Write out, please, the line containing "the pink chrysanthemum" together with all lines after it, up to and including the last one, with no other output.

[Coordinate labeling data]
[Begin]

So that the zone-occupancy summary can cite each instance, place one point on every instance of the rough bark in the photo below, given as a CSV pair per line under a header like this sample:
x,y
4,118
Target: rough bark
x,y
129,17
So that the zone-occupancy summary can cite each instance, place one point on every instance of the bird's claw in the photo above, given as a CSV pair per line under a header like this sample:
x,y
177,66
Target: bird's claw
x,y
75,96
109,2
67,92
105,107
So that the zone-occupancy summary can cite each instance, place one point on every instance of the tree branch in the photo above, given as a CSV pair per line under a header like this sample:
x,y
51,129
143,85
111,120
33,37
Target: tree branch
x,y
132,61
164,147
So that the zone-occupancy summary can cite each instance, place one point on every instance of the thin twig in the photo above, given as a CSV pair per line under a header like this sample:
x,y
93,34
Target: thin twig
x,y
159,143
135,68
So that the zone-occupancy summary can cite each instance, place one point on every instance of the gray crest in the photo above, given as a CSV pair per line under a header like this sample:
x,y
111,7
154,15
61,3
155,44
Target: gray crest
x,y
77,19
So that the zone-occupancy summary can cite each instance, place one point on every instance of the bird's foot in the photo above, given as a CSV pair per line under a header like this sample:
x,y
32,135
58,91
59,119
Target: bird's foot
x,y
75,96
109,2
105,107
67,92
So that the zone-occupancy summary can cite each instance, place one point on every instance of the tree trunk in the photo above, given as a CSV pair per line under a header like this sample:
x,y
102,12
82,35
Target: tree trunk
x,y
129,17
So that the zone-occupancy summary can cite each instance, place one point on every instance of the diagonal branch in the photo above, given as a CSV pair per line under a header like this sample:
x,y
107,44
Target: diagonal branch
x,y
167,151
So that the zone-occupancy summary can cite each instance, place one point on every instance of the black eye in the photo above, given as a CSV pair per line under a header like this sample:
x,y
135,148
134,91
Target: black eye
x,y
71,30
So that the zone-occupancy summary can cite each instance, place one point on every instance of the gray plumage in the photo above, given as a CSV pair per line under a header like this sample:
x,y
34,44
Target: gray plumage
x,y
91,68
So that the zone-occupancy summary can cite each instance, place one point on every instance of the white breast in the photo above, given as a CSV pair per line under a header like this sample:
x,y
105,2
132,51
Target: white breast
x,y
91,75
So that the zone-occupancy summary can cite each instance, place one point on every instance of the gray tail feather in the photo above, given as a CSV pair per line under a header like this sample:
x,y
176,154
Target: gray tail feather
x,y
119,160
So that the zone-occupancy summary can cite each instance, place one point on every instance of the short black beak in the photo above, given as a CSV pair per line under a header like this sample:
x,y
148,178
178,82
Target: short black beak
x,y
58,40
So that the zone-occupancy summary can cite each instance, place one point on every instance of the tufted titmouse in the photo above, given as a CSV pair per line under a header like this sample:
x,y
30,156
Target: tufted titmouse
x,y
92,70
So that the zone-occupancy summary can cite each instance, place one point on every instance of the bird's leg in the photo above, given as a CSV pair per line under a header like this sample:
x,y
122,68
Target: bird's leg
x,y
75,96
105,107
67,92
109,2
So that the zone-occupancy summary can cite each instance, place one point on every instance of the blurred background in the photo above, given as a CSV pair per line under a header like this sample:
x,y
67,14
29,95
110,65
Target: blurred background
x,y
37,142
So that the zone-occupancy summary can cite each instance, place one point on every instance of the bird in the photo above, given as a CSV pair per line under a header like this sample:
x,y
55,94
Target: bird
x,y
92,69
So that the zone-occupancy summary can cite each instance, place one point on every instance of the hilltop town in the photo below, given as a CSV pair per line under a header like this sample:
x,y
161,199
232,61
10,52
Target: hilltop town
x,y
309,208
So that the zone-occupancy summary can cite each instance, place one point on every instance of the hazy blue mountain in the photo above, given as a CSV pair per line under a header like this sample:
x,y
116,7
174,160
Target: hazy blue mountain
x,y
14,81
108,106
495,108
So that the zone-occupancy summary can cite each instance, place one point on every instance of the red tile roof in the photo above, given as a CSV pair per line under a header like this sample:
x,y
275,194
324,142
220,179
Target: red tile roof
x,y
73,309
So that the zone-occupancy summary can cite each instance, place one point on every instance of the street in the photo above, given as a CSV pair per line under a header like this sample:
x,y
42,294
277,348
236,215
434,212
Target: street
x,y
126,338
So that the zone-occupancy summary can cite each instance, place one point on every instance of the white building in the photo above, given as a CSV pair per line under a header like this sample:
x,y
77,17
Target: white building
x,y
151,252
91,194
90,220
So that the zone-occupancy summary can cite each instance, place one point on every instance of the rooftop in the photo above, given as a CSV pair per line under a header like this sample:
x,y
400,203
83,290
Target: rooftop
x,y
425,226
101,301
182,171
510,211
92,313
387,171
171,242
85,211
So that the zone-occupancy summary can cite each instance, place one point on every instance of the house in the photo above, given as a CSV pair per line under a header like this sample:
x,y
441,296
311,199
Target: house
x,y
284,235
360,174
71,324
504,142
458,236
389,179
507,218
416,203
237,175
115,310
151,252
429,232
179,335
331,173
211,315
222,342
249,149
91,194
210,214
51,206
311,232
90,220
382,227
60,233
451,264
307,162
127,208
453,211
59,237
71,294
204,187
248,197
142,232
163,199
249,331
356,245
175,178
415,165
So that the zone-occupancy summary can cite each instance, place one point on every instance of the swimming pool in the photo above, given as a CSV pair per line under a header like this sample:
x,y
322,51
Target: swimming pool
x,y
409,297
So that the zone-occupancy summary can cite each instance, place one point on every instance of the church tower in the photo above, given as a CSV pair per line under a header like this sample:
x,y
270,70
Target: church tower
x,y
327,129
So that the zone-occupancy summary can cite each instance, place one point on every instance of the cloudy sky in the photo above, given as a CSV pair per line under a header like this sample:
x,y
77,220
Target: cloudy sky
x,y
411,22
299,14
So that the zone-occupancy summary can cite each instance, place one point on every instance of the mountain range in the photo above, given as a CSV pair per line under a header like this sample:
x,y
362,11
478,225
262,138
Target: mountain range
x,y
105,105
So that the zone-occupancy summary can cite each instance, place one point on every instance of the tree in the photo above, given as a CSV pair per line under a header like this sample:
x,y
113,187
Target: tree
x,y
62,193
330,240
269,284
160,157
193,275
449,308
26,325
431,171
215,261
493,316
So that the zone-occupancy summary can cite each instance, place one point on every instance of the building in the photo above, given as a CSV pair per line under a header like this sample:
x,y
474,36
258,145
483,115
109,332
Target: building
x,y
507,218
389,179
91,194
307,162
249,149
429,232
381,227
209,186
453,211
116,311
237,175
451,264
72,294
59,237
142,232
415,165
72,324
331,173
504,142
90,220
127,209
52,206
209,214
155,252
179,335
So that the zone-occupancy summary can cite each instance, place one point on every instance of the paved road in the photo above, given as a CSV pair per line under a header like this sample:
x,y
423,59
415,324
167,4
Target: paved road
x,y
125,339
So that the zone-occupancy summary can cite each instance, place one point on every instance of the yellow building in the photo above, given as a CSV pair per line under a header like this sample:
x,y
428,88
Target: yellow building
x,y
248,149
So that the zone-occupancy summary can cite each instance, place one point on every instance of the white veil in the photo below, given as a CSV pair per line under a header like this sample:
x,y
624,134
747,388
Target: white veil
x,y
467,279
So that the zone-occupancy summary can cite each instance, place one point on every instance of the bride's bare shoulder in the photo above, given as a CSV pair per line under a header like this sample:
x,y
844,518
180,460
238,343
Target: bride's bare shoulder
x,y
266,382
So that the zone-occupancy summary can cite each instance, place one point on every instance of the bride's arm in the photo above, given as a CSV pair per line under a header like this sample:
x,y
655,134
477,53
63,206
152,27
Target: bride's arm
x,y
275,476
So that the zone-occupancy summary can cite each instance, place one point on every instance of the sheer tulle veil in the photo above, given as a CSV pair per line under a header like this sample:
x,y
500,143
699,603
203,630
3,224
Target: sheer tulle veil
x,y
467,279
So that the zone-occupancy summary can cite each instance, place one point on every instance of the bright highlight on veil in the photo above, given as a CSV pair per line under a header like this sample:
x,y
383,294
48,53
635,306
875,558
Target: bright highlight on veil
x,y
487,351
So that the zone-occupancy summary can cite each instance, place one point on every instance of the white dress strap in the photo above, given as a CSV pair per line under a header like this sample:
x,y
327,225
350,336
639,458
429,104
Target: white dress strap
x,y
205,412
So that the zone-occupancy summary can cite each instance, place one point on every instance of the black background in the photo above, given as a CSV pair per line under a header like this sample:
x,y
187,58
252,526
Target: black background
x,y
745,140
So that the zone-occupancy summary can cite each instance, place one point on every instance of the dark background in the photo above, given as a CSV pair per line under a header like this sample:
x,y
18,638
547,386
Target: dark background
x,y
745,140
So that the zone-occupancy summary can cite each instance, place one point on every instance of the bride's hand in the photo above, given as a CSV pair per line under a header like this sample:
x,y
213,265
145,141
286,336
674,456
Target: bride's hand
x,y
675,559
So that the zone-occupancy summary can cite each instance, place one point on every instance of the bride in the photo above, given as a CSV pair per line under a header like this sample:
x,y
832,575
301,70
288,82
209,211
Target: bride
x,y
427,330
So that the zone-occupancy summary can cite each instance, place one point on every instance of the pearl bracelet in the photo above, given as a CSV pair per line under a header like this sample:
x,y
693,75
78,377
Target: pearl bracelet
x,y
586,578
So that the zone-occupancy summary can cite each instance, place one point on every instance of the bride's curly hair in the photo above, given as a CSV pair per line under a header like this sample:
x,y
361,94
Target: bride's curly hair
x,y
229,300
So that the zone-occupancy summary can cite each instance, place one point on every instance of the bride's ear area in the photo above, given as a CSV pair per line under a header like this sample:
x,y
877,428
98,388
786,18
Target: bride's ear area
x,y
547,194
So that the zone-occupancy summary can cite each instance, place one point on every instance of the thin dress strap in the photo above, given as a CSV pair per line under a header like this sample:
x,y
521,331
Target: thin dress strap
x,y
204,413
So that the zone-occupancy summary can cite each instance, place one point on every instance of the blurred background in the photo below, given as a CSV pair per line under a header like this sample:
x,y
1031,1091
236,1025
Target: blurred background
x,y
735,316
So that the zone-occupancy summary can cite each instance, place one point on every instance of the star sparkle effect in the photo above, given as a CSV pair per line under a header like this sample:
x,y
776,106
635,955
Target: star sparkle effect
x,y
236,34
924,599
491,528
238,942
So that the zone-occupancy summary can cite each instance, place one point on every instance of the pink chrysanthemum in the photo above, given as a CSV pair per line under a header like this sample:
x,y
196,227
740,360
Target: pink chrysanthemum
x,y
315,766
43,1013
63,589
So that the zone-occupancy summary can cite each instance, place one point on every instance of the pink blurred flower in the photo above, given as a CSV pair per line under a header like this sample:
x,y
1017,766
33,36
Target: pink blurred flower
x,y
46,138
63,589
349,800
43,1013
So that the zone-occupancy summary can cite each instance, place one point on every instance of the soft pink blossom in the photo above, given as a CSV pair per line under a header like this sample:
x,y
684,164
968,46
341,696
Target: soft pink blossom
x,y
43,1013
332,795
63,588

[End]

• [SOLVED EXERCISE]
So that the zone-occupancy summary can cite each instance, place one point on every instance of the pink chrysanthemum in the photo above, given as a CSV pair per line under a header like this sample:
x,y
196,227
740,360
Target: pink chrysanthemum
x,y
315,766
43,1013
63,589
So that the zone-occupancy summary can cite each instance, place one point on every instance of the pink blurred flower in the photo above, given as a CSV pair per line under a header like this sample:
x,y
1017,766
33,36
Target: pink blurred flower
x,y
46,138
63,589
349,800
43,1013
So that the zone-occupancy summary can cite each instance, place one point on every instance of the soft pink blossom in the photo above, given as a CSV pair per line under a header like this sample:
x,y
684,164
968,46
341,696
Target: soft pink blossom
x,y
43,1013
332,795
63,588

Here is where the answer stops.